> **GOAL**
Answer these questions using the free speech excerpt:
1. Under which act was Kamlesh Tiwari arrested and detained?
2. Shirin Dalvi was an editor of which newspaper?
3. For how long was columnist Anish Trivedi jailed?
** Start SELECTED PASSAGE **
The importance of free speech
This excerpt from a new book looks at the vexatious matter of saving secularism from the secularists
The Indian State has, since the passage of the First Amendment to the Constitution, appointed itself a referee in deciding what is acceptable speech and what is not. The State censoring speech and content of its own volition is bad enough — what makes matters worse is the censorship in response to threats by some group claiming to be offended. But when there is a referee with the power to decide one way or the other, there is no use blaming offended groups for lobbying and pressurising governments to get what they want.
By taking a stand either way, the State exposes itself to several charges, especially when it has a history of seeing its citizens as members of groups rather than as individuals. More often than not, a group’s right to get offended and enforce censorship trumps an individual’s right to freedom of speech and expression.
In 2012, Salman Rushdie was prevented from participating at a literature festival for having written The Satanic Verses two decades earlier. In 2015, Hindu Mahasabha leader Kamlesh Tiwari was arrested and detained under the draconian National Security Act by a ‘secular and liberal’ Samajwadi Party government for making ‘derogatory remarks’ about the prophet of Islam. In 2019, Kamlesh Tiwari was murdered, and those who conspired to kill him confessed that their motive had been to avenge what Tiwari had said. Celebrity TV anchors and the liberal intelligentsia seen pontificating about press freedom also looked the other way when Shirin Dalvi, an editor of the Urdu newspaper Avadhnama, was arrested for reprinting the Charlie Hebdo cartoons. Dalvi subsequently lost her job and the newspaper had to be shut down.
These episodes, predictable to a fault, are illustrative of the way politics has been conducted and the free speech debate in India has played out over the years. Employing wily statecraft and plausible deniability, the Congress–UPA government achieved its political objective of stopping Rushdie from attending the event. Speaking at the same literature festival in 2012, Outlook magazine editor Vinod Mehta, a self-described Left– Liberal, berated the Congress party for its ‘shameless communalism’ in using the episode to court Muslim votes in poll-bound Uttar Pradesh...
Every time an episode of this nature occurs, television channels conduct debates on the state of free speech in India… It is worth thinking about why the same cycle of outrage repeats again and again, yet nothing really changes. Since Independence, movies and books have been banned under pressure from different interest groups in various states all over India. The list is simply too long to reproduce in full, but it includes movies such as The Da Vinci Code, Jodhaa Akbar, Aaja Nachle and several books deemed offensive to Muslims, Hindus, other identity groups, and even members of the Nehru–Gandhi family. In a new low, in 2011, columnist Anish Trivedi, who had supposedly written an ‘anti-caste’ article was convicted and jailed for six months by a court of law. The world’s largest democracy can take credit for jailing writers like totalitarian States are known to do.
… All these are instances of assault on free speech. No celebrity writer or journalist protested these attacks on free expression. This is because the importance of free speech in a democracy isn’t widely understood or championed in our country... Free speech is about preventing the State from forcing individuals to remain silent as well as not forcing individuals to say some
Harsh Madhusudan, Rajeev Mantri 352pp, ₹799 Westland thing they do not want to. The right to offend is fundamental to free speech. Free speech is also about the State protecting individuals from being at the receiving end of physical attacks from others. Such protection is needed especially for speech considered offensive by some people.
** End SELECTED PASSAGE **
** Start RECORDS PROVIDED **
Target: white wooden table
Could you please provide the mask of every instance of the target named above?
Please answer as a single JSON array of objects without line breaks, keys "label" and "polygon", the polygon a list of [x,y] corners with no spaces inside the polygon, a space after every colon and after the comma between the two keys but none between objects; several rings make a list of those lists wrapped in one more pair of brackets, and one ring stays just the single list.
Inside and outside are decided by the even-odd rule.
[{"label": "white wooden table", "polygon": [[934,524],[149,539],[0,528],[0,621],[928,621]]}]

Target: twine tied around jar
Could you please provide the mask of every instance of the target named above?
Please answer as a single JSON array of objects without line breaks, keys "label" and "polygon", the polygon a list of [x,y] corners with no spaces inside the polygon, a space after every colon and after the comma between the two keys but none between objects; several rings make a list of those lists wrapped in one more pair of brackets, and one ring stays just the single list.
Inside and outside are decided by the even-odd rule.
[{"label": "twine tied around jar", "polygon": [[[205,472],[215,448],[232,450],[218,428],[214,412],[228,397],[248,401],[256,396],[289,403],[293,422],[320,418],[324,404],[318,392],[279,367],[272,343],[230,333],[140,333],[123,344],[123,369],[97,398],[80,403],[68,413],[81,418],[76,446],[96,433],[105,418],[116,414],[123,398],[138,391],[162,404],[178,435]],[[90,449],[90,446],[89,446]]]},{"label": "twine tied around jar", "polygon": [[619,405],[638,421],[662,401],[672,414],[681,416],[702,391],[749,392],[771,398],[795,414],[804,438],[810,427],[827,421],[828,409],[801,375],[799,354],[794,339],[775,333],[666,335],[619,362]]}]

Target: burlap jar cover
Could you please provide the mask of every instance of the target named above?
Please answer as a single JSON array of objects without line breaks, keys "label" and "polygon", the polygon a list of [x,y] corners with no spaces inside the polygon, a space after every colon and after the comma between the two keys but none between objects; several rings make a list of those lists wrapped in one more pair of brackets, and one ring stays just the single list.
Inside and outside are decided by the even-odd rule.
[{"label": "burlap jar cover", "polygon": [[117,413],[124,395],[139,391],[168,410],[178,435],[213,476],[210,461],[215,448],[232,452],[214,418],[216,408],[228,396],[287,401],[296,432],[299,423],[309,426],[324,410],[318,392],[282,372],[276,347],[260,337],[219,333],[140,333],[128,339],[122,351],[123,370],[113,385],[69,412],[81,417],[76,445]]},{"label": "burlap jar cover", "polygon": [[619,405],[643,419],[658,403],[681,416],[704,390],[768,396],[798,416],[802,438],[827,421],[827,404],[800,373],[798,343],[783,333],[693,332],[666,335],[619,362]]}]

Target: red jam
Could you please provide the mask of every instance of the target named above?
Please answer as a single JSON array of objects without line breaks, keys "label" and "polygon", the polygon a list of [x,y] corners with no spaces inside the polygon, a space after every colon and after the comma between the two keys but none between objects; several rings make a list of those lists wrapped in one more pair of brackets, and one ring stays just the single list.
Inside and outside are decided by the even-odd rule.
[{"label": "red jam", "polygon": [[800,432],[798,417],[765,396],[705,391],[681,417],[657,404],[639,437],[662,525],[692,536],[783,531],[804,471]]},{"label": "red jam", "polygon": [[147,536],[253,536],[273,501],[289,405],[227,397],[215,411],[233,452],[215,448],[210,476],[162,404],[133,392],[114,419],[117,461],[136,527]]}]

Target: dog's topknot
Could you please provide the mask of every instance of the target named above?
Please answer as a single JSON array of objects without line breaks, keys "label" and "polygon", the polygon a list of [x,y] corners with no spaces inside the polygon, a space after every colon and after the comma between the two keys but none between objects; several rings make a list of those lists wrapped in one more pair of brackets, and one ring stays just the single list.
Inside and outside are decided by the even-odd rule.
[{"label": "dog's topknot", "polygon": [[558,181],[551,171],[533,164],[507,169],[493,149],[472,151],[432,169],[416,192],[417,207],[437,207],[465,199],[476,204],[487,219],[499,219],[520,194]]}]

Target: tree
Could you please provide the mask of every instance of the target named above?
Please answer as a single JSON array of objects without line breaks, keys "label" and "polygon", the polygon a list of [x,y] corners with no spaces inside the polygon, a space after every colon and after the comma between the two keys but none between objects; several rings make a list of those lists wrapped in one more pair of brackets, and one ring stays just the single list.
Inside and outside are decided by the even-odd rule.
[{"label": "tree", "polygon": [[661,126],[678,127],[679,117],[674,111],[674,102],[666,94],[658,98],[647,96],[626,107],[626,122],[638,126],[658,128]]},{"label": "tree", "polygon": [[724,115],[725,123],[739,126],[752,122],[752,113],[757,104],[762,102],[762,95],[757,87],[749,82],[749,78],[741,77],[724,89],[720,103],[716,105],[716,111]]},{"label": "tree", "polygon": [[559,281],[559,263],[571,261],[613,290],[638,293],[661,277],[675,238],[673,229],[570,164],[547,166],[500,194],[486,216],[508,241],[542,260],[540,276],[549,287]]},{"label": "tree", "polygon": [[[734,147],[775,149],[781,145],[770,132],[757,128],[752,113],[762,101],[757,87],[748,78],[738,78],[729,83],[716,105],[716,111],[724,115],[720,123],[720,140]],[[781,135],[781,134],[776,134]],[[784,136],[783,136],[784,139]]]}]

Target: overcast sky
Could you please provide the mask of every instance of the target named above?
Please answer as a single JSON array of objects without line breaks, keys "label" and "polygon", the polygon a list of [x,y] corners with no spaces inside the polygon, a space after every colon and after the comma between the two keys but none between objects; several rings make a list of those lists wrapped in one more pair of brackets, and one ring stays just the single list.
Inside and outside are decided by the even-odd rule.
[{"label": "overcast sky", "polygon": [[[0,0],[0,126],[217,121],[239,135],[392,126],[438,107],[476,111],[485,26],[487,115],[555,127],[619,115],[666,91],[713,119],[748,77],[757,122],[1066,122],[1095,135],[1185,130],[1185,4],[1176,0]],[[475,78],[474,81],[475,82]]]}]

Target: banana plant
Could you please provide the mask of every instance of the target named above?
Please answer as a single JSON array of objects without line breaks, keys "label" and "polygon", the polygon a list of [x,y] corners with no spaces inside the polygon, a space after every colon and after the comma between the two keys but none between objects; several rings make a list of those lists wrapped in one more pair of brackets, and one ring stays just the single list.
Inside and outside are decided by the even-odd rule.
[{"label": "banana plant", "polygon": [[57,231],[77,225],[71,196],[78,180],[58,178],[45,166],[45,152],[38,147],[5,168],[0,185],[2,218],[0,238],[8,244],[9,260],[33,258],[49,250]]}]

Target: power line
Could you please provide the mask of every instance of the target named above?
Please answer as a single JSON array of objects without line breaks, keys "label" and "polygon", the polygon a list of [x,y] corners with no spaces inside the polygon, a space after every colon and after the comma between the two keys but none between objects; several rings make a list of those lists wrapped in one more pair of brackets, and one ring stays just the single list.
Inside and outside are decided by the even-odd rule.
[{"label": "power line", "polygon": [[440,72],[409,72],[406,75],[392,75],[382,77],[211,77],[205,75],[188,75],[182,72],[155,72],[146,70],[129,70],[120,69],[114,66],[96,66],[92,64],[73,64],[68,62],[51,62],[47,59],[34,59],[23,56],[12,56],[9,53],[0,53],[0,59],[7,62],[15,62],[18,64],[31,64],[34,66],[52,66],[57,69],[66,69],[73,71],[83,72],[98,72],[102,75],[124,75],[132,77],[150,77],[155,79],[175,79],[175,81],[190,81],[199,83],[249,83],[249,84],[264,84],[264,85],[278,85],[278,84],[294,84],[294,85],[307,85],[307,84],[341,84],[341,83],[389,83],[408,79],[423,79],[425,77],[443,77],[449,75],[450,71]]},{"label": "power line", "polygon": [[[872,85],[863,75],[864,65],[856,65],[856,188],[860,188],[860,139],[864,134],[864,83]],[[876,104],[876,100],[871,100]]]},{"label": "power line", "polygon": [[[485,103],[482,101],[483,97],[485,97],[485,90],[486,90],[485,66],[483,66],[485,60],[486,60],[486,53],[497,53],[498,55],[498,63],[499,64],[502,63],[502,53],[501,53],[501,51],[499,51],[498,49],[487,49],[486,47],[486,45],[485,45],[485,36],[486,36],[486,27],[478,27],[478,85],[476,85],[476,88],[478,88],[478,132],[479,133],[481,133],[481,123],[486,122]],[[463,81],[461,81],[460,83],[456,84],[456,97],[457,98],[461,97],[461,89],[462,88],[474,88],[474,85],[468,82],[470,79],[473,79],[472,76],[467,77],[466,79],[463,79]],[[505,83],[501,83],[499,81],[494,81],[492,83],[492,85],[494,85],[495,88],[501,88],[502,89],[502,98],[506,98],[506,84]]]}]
** End RECORDS PROVIDED **
> **CORRECT RESPONSE**
1. The National Security Act
2. Avadhnama, an Urdu newspaper
3. Six months